SHORT TASK → Could you lay out the rows, from the start through the line containing "47 268 95 301", as a JSON list of strings with one string per line, leaving out blank lines and the pictures?

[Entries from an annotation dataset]

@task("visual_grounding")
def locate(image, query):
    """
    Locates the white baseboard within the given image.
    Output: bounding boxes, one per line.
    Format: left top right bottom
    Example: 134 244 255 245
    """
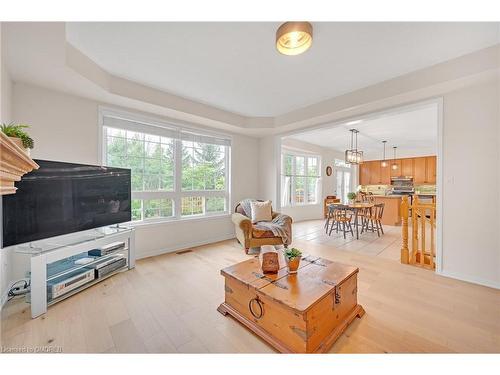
136 233 236 259
0 279 29 311
436 271 500 289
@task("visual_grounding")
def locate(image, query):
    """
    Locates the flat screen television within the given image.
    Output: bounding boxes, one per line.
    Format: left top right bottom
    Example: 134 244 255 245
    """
2 160 131 247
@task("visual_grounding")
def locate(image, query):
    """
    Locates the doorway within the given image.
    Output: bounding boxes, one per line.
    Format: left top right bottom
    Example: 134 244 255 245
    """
334 167 352 204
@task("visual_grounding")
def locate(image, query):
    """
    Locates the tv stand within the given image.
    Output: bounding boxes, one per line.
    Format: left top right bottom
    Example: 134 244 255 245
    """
15 226 135 318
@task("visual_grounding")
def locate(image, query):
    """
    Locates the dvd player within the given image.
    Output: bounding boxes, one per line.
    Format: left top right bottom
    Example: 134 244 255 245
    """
87 255 127 279
88 242 125 257
47 268 95 301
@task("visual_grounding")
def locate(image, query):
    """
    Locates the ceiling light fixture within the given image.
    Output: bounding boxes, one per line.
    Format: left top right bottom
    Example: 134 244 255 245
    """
391 146 398 170
345 129 363 164
276 22 312 56
380 141 387 168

FULL ANSWER →
[
  "@task(\"visual_grounding\")",
  "def locate(image, query):",
  "    \"\"\"",
  "    Locates the white baseboard within the given image.",
  "    Output: bounding boxes, one per line.",
  "    Format: left top right bottom",
  "    Example: 134 244 255 245",
  "    \"\"\"",
  "136 233 236 259",
  "0 279 29 311",
  "436 271 500 289",
  "@task(\"visual_grounding\")",
  "def locate(image, query):",
  "    \"\"\"",
  "    Locates the flat screen television within the given image.",
  "    Output: bounding boxes, one per line.",
  "    Format: left top right bottom",
  "    Example: 134 244 255 245",
  "    \"\"\"",
  "2 160 131 247",
  "@task(\"visual_grounding\")",
  "def locate(image, query):",
  "    \"\"\"",
  "    Locates the doorway within the given image.",
  "    Output: bounding boxes, one per line.",
  "    Format: left top right bottom",
  "    Example: 134 244 255 245",
  "    \"\"\"",
  "334 167 352 204",
  "@task(\"visual_grounding\")",
  "def locate(image, query):",
  "    \"\"\"",
  "    Locates the tv stand within the given image.",
  "    Output: bounding boxes, one per line.",
  "    Format: left top right bottom",
  "    Example: 134 244 255 245",
  "    \"\"\"",
  "15 226 135 318",
  "@task(\"visual_grounding\")",
  "def locate(image, query):",
  "    \"\"\"",
  "    Locates the dvd player within the given image.",
  "    Output: bounding boxes, one per line.",
  "    Format: left top right bottom",
  "    Example: 134 244 255 245",
  "    \"\"\"",
  "87 255 127 279",
  "88 242 125 257",
  "47 268 95 301"
]